### Brano estratto
Ho letto “Dario e Dio” di Dario Fo e Giuseppina Manin

In questo libro, pubblicato sei mesi prima della sua dipartita e giusto nei giorni dei suoi 90 anni, Dario Fo è intervistato da Giuseppina Manin e fa i conti con il suo rapporto con la religione, con Dio, San Francesco, il Papa. Ateo militante e maestro dello sberleffo, in tutta la sua opera teatrale e letteraria il Premio Nobel Dario Fo ha sempre capovolto l’antico adagio “scherza con i fanti ma lascia stare i santi”. Lui sui santi e sulla religione ha satireggiato non poco, anzi ci ha praticamente costruito una carriera.
Alle domande – anzi agli assist – della sua intervistatrice sciorina tutto il suo repertorio e ne ha per tutti. A partire da Gesù… Attore grandissimo. Gran fabulatore, gran senso del ritmo e delle pause. E del pubblico, s’intende. Gli bastava uno sguardo per capire chi aveva davanti e imbastire un discorso ad hoc.
Nella Genesi tifa per il serpente – che non è il male, è solo uno che esce dal coro – e sta con Caino, sfortunato già nel nome che ricorda il guaito di un cane. Ribalta l’ipotesi di Eva, non tratta da una costola di Adamo, ma modellata direttamente. Apocalisse, inferno e paradiso, l’invenzione del purgatorio, l’Annunciazione, nulla sfugge al suo commento dissacrante, ma riconosce anche che affermando la centralità del bene, della bontà e della pietà, il Nazareno compie un ribaltamento totale dei valori. Il concetto di bontà fino ad allora era sconosciuto. Ammiratore di san Francesco, tesse l’elogio di Bergoglio (un papa così non si era mai visto) e della sua enciclica Laudato si’, la prima enciclica verde.

### Estratti dall'elenco

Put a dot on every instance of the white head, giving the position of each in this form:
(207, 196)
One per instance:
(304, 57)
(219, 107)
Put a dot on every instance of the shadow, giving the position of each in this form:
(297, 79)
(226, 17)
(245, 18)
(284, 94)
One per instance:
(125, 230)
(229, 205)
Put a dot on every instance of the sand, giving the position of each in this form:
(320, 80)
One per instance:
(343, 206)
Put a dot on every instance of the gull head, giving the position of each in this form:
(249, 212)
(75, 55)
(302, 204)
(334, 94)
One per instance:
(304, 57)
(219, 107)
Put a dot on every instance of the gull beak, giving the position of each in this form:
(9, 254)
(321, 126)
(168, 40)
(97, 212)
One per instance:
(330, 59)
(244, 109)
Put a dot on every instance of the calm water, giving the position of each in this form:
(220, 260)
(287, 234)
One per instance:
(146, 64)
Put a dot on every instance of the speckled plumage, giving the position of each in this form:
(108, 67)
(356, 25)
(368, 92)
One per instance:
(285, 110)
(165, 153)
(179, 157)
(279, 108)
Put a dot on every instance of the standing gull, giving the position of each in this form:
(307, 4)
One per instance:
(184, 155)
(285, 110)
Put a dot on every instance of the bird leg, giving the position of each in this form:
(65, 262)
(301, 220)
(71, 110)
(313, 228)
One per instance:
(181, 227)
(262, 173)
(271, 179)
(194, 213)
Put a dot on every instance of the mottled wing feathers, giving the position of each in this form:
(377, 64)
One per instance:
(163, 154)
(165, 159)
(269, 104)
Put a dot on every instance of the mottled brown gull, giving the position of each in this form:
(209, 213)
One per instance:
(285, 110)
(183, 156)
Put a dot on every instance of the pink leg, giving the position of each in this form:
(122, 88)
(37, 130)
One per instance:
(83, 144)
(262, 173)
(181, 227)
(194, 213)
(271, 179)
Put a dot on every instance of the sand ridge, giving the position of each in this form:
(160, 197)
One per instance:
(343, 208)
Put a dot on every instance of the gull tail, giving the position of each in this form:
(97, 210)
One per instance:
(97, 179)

### I tuoi compiti
#1 Nel brano su «Dario e Dio», chi intervista Dario Fo nel libro?
#2 Aggiorna il brano su «Dario e Dio». Riscrivi la parte che comincia con le parole contenenti "In questo libro, pubblicato" e termina con "discorso ad hoc.", mettendo "interlocutrice" al posto di "intervistatrice".

### Elenco delle risposte
#1 Giuseppina Manin.

#2
In questo libro, pubblicato sei mesi prima della sua dipartita e giusto nei giorni dei suoi 90 anni, Dario Fo è intervistato da Giuseppina Manin e fa i conti con il suo rapporto con la religione, con Dio, San Francesco, il Papa. Ateo militante e maestro dello sberleffo, in tutta la sua opera teatrale e letteraria il Premio Nobel Dario Fo ha sempre capovolto l’antico adagio “scherza con i fanti ma lascia stare i santi”. Lui sui santi e sulla religione ha satireggiato non poco, anzi ci ha praticamente costruito una carriera.
Alle domande – anzi agli assist – della sua interlocutrice sciorina tutto il suo repertorio e ne ha per tutti. A partire da Gesù… Attore grandissimo. Gran fabulatore, gran senso del ritmo e delle pause. E del pubblico, s’intende. Gli bastava uno sguardo per capire chi aveva davanti e imbastire un discorso ad hoc.